- RECORD EXTRACTS
* * *
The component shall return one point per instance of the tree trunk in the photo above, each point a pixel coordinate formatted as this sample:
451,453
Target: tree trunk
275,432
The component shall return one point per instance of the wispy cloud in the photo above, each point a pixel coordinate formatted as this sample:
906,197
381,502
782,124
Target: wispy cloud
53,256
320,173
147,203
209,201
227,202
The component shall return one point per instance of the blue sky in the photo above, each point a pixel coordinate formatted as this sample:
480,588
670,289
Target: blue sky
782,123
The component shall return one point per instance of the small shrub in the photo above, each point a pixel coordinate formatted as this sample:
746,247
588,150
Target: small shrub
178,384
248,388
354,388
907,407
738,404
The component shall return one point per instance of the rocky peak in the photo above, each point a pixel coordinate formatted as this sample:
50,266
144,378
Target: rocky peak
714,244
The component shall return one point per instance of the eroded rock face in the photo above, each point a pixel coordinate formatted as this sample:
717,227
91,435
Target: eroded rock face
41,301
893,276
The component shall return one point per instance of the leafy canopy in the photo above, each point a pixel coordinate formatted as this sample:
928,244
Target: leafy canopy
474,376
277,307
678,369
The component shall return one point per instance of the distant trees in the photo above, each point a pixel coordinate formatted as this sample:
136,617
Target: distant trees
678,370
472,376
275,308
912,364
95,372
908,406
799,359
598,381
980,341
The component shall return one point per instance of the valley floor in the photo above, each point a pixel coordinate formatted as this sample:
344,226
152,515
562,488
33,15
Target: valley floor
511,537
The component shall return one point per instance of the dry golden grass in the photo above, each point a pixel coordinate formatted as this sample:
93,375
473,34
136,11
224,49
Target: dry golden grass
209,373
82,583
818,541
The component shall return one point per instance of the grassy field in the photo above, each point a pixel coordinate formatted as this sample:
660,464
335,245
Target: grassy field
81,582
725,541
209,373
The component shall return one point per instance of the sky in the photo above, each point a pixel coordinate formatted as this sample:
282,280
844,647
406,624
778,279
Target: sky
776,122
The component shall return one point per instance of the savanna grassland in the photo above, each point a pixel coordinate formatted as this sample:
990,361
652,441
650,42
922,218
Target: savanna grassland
* * *
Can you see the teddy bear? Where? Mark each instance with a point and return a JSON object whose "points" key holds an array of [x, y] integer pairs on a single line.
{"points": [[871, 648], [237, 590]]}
* * *
- PROBLEM DESCRIPTION
Say only how many lines above contain "savanna", with no other words.

- SOLUTION TO THIS TASK
2